» **PROMPT**
Could you filter the records below down to the lines that include the word "mist"?

» **Stored dataset items**
· · · · ·

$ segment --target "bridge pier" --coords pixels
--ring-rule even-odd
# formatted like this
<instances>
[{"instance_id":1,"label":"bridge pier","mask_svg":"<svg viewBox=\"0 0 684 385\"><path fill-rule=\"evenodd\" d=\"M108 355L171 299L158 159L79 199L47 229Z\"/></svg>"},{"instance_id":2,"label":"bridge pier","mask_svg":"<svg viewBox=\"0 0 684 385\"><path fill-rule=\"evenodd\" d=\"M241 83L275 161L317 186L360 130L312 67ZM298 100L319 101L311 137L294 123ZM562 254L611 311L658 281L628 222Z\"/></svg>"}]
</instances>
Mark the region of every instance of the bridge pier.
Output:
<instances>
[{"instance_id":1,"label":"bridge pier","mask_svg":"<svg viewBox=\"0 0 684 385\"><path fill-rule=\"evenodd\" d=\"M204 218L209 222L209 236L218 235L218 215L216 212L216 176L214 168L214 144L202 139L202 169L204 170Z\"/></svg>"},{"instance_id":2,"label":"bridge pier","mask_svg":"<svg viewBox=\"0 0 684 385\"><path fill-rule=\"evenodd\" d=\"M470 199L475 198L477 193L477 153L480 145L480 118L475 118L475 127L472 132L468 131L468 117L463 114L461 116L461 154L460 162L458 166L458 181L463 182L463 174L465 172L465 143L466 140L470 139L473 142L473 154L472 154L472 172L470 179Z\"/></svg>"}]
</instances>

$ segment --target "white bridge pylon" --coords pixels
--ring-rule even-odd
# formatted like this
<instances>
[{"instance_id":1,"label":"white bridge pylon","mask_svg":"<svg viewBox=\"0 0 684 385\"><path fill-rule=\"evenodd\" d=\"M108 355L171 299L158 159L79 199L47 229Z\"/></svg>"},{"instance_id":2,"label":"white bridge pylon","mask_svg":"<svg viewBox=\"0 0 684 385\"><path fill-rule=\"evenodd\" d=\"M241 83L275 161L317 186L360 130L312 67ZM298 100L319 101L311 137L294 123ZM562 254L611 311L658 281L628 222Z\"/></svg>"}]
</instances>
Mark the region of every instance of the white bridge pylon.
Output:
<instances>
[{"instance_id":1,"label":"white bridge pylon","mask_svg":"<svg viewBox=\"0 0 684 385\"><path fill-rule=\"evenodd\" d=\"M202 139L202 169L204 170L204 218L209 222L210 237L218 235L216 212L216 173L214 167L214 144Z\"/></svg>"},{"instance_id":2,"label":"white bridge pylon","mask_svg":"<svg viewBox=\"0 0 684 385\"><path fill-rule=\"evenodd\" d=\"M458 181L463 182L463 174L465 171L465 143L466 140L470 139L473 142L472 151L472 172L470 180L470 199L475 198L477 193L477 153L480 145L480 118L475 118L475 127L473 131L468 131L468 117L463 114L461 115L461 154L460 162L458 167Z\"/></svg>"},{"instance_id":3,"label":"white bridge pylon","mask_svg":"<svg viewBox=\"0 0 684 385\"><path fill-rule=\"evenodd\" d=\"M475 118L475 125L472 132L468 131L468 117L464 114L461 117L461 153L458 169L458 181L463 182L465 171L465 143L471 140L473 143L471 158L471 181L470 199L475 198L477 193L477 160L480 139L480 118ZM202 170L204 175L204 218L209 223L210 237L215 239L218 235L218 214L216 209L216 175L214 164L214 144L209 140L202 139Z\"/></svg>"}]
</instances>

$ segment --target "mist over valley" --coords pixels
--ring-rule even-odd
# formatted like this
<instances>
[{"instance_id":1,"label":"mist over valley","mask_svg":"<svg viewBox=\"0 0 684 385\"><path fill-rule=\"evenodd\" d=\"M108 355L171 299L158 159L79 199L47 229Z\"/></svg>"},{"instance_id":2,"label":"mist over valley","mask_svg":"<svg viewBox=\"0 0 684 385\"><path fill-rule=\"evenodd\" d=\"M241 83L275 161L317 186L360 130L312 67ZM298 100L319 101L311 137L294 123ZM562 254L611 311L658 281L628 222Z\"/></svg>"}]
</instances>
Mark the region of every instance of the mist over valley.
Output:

· · · · ·

» **ANSWER SPACE**
$ segment --target "mist over valley" --coords pixels
[{"instance_id":1,"label":"mist over valley","mask_svg":"<svg viewBox=\"0 0 684 385\"><path fill-rule=\"evenodd\" d=\"M108 355L171 299L158 159L79 199L47 229Z\"/></svg>"},{"instance_id":2,"label":"mist over valley","mask_svg":"<svg viewBox=\"0 0 684 385\"><path fill-rule=\"evenodd\" d=\"M241 83L275 161L317 186L360 130L312 67ZM298 100L319 101L311 137L294 123ZM562 254L611 311L658 281L628 222Z\"/></svg>"}]
Mark the region of every instance of the mist over valley.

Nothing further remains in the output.